··· Extracted records ···

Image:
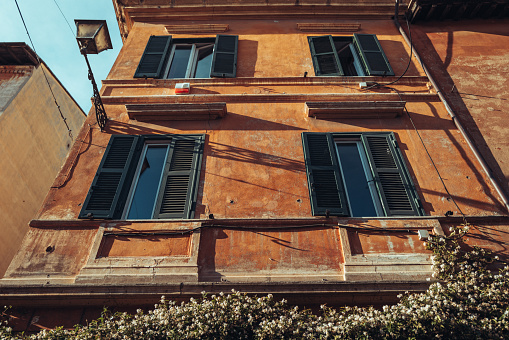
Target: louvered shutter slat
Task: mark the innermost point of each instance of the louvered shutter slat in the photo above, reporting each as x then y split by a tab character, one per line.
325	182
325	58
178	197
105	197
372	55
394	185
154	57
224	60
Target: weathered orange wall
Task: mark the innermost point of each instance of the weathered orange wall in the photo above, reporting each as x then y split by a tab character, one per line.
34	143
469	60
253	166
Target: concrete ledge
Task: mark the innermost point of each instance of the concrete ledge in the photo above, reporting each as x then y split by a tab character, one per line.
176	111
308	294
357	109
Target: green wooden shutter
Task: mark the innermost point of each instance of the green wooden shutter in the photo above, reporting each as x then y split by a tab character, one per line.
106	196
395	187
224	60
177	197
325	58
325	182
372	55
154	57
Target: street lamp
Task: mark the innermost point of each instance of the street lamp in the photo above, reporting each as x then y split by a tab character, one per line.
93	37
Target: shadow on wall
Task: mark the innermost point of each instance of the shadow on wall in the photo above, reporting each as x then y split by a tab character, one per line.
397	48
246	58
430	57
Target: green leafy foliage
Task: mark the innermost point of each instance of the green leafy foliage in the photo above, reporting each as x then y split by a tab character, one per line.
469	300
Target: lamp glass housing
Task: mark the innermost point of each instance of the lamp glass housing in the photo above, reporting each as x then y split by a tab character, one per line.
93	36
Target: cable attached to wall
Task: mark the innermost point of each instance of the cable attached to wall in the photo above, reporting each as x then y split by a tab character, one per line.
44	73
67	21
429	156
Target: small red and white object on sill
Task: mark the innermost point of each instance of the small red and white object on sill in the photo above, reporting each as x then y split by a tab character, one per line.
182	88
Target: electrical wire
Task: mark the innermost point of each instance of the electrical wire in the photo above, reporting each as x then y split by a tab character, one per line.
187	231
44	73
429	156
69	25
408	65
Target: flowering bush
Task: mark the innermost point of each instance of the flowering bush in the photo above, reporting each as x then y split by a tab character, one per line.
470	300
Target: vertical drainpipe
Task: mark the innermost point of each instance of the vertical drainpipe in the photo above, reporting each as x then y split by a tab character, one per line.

···

Exactly reproduce the lines of the entries above, from the one containing "Target: shadow on wall" to the very last, and no others.

(Reply)
Target: shadow on wall
Task: mark the innermost point of each instance of the shadow on wall in the photo above, reporting each as x then y split by a tab character, one per line.
397	48
246	58
430	57
Target: green leafy foliage
Task: mark the innermost point of each instance of the green leafy foliage in the photo above, reporting each as x then y split by a tab character, one per line.
469	300
Target: lamp glass housing
Task: mark the innermost point of each instance of the lamp glass housing in the photo above, reporting each as x then y split by a tab character, one per line.
93	36
Target: cable attached to wall
Task: mark the innermost point of each instance of the cable attached to wall in the photo above, reporting each as x then y split by a tab character, one per line.
44	73
67	21
429	156
Target: small red and white object on sill
Task: mark the innermost point of each instance of the small red and white object on sill in the photo above, reporting each as x then y split by a tab character, one per line.
182	88
Target: electrical wire
Task: mark the innermost point of each instance of the electrical wire in the photo above, reporting each as x then y split by a tab character, one per line.
187	231
44	73
429	156
69	25
408	65
Target: flowering bush
Task: mark the innermost point of each instance of the flowering bush in the photo above, reporting each as x then y split by a tab character, one per line.
470	300
Target: vertical drainpipe
Task: mark the innermost point of each instance of the vertical drainpipe in the photo above, reporting each as x then y split by a tab character, one per line.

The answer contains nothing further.